(Rows of box annotation data)
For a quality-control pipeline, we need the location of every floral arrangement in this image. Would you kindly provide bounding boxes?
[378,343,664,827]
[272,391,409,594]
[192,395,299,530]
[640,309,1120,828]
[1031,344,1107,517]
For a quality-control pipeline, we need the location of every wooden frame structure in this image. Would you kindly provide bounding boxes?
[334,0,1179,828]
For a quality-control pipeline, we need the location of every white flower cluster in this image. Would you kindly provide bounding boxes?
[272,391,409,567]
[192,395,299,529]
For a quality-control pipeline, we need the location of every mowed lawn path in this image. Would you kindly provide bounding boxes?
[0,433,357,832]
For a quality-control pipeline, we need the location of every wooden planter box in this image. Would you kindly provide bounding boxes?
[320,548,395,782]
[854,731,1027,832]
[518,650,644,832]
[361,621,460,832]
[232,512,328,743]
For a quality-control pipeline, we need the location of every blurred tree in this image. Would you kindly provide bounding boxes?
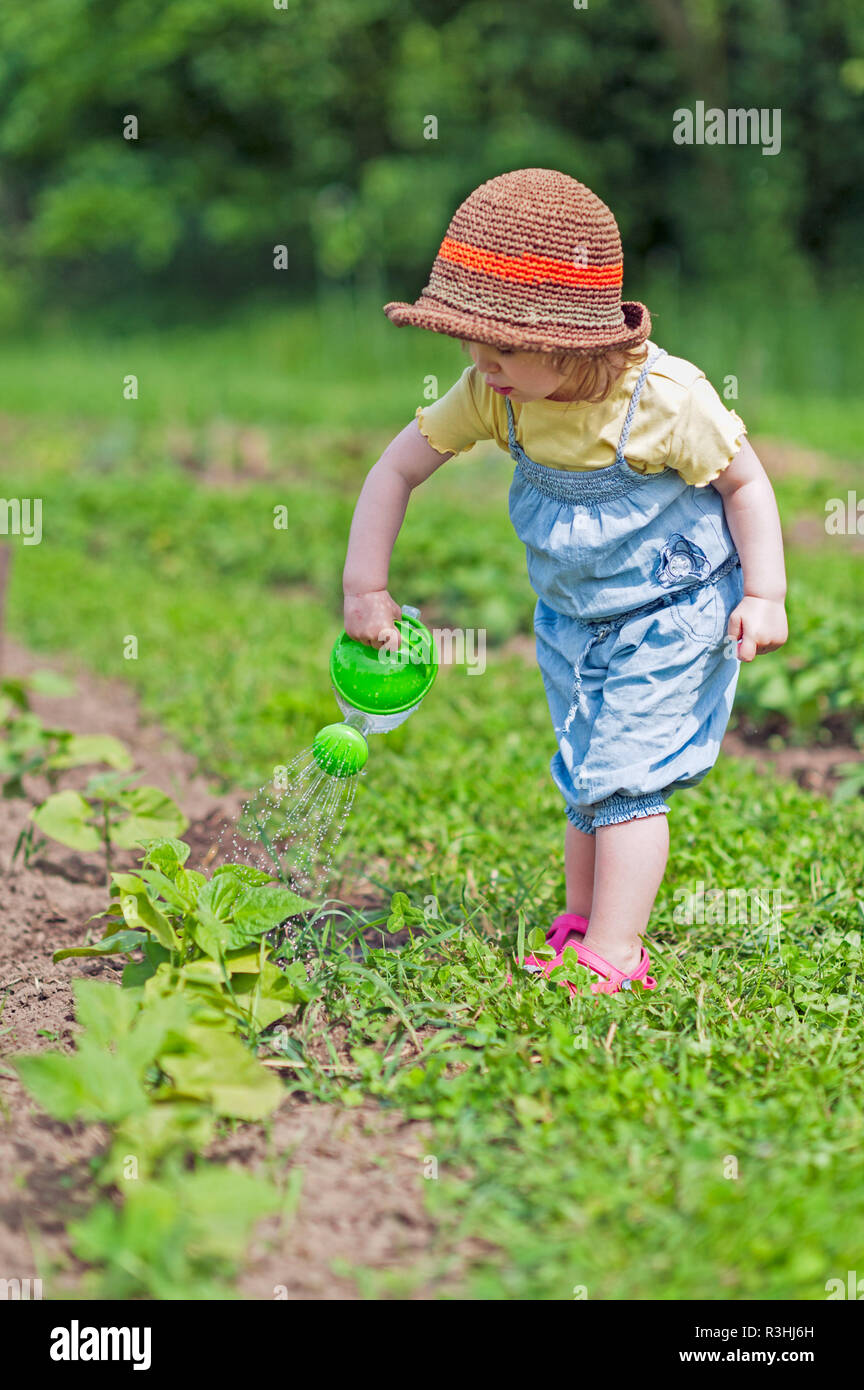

Requirement: Identify each line of the material above that contains the word "wooden" and copy those lines in full. The match is case-sensitive.

Output of the task:
For a quality-control pipeline, we need the location of every wooden frame structure in this image. Would you kindly provide bounding boxes?
For a quality-control pipeline, we need the location of every wooden planter box in this image. Would you kindly provide bounding boxes?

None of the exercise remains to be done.